Problem to solve: Could you copy exactly the lines from the start of the records through the one containing "target = vertical crack in rock", both included, and leave out the pictures?
(Available data Opens)
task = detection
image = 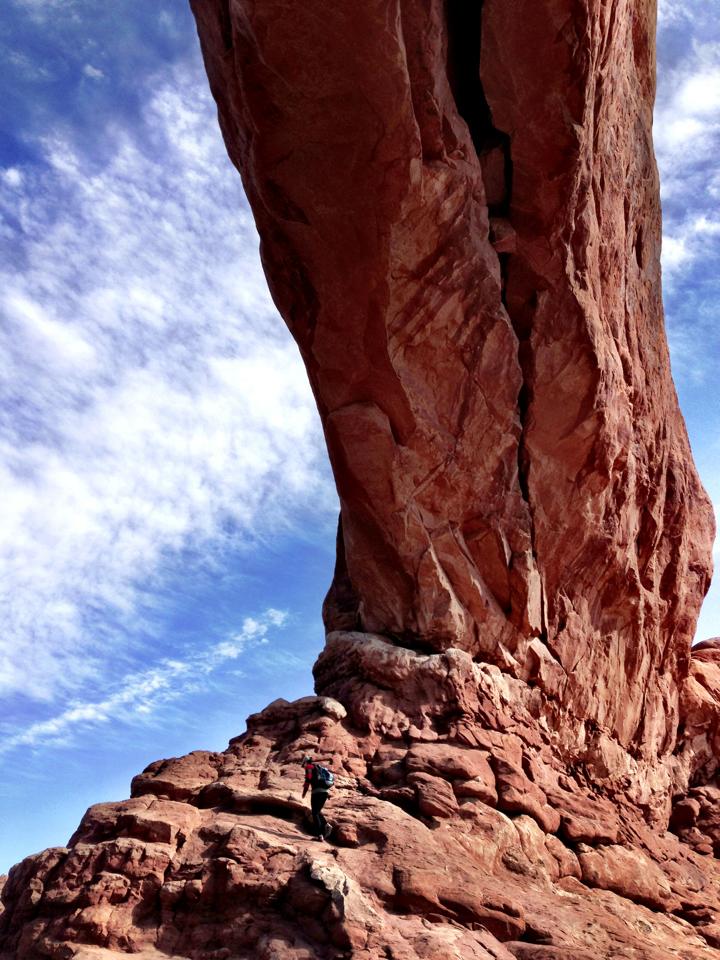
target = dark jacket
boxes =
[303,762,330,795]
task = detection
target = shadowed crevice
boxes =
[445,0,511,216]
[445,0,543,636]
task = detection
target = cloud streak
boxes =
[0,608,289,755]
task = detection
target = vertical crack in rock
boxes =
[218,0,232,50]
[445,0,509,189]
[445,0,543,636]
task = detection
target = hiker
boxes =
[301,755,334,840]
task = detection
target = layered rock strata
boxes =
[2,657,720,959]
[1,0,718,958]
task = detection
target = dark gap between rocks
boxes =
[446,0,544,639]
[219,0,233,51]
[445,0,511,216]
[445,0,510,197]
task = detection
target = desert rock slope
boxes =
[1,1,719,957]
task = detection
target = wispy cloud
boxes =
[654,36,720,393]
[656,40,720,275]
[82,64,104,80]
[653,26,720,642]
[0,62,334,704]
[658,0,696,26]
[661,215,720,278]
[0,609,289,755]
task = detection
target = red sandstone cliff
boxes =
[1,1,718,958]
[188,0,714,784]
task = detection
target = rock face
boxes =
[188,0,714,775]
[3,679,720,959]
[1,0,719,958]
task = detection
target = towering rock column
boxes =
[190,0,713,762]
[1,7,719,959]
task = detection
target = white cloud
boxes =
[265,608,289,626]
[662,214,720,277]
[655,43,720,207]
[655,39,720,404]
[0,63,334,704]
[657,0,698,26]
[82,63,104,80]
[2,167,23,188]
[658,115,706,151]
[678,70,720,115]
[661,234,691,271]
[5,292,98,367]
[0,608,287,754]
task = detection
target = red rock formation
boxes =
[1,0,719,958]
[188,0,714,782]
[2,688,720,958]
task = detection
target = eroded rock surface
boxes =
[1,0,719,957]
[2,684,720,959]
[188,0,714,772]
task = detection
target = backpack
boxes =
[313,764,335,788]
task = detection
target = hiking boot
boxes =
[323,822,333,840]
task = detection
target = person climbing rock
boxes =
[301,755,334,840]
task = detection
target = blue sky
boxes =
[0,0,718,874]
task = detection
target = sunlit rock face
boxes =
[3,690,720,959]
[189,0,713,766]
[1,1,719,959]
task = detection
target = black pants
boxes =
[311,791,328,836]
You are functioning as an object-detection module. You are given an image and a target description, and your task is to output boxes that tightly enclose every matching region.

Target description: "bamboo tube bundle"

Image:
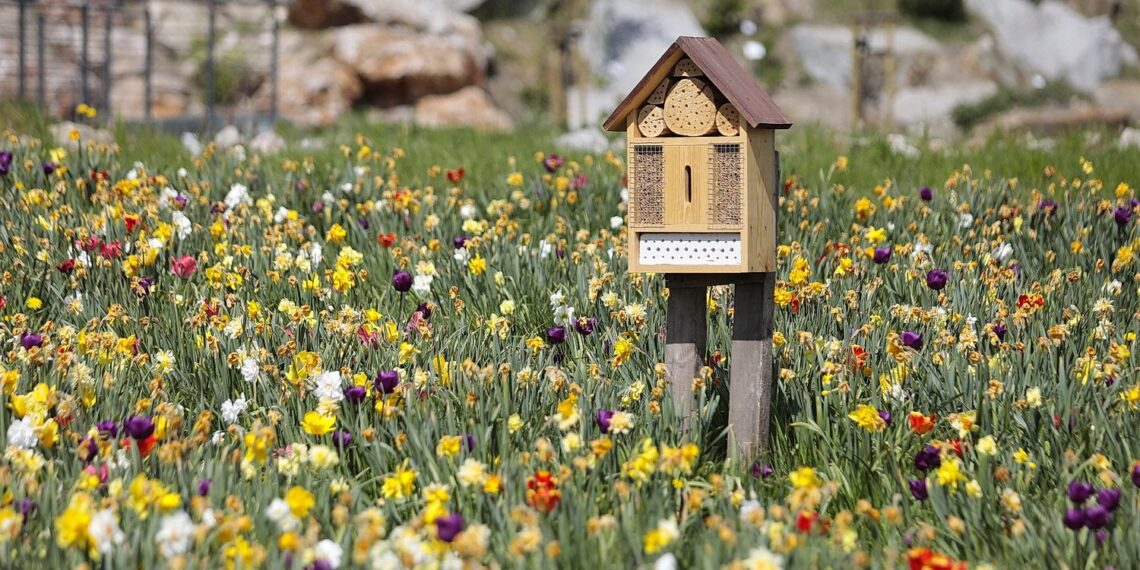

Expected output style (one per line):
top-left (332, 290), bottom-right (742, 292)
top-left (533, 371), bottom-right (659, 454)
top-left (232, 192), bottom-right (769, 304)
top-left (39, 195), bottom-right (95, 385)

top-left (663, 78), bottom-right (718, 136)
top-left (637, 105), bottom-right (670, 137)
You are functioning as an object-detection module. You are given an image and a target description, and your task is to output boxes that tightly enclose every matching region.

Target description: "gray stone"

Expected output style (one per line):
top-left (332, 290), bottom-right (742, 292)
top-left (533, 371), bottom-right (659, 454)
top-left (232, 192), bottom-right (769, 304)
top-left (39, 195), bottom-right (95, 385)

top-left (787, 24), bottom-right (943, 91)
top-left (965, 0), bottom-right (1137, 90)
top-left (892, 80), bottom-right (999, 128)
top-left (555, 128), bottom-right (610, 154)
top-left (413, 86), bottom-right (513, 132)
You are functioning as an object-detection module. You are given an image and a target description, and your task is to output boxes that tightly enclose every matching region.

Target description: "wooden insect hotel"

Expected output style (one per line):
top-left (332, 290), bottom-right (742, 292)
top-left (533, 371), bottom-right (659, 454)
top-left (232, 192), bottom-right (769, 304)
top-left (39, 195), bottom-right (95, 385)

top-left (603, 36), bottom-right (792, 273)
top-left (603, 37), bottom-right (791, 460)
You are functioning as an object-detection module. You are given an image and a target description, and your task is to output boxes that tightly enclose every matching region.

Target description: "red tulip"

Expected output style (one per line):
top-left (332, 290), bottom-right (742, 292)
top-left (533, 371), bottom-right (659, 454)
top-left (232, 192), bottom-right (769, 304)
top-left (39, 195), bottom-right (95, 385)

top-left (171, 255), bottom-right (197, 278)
(Available data Closes)
Response:
task = detection
image = 
target = dark jacket
boxes =
[303,762,330,795]
task = detection
target = shadowed crevice
boxes =
[445,0,511,216]
[445,0,543,636]
task = detection
target = cloud streak
boxes =
[0,608,289,755]
task = detection
target = vertical crack in rock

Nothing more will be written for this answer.